→ **THE INPUT**

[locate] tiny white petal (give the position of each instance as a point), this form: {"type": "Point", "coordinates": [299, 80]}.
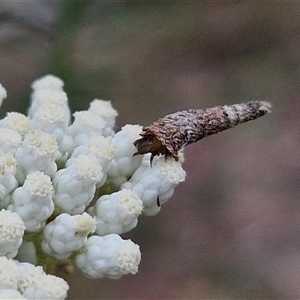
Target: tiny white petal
{"type": "Point", "coordinates": [9, 274]}
{"type": "Point", "coordinates": [10, 140]}
{"type": "Point", "coordinates": [10, 294]}
{"type": "Point", "coordinates": [3, 93]}
{"type": "Point", "coordinates": [11, 233]}
{"type": "Point", "coordinates": [47, 82]}
{"type": "Point", "coordinates": [108, 257]}
{"type": "Point", "coordinates": [66, 234]}
{"type": "Point", "coordinates": [16, 121]}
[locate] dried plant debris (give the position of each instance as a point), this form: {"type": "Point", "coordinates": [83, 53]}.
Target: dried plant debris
{"type": "Point", "coordinates": [169, 134]}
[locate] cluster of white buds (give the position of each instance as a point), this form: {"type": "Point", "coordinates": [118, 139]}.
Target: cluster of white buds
{"type": "Point", "coordinates": [69, 190]}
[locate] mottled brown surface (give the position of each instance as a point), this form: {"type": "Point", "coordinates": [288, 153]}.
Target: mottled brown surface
{"type": "Point", "coordinates": [231, 230]}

→ **YOUR OBJECTIVE**
Reproduce every line of the material above word for word, leaving out the pictures.

→ **RESPONSE**
[locate] tiny white petal (give the position of each instance as a point), this form: {"type": "Point", "coordinates": [299, 80]}.
Target: tiny white petal
{"type": "Point", "coordinates": [9, 274]}
{"type": "Point", "coordinates": [10, 140]}
{"type": "Point", "coordinates": [10, 294]}
{"type": "Point", "coordinates": [3, 93]}
{"type": "Point", "coordinates": [11, 233]}
{"type": "Point", "coordinates": [47, 82]}
{"type": "Point", "coordinates": [108, 257]}
{"type": "Point", "coordinates": [66, 234]}
{"type": "Point", "coordinates": [16, 121]}
[locate] dried plant debris (give the position of each instance as a point), this form: {"type": "Point", "coordinates": [83, 53]}.
Target: dried plant debris
{"type": "Point", "coordinates": [169, 134]}
[locate] cluster of white buds (give the position of each instance as a point), this form: {"type": "Point", "coordinates": [118, 139]}.
Target: cluster of white buds
{"type": "Point", "coordinates": [69, 190]}
[locate] mottled brown surface (give the position of each instance as a point), this form: {"type": "Point", "coordinates": [288, 153]}.
Target: mottled brown surface
{"type": "Point", "coordinates": [231, 230]}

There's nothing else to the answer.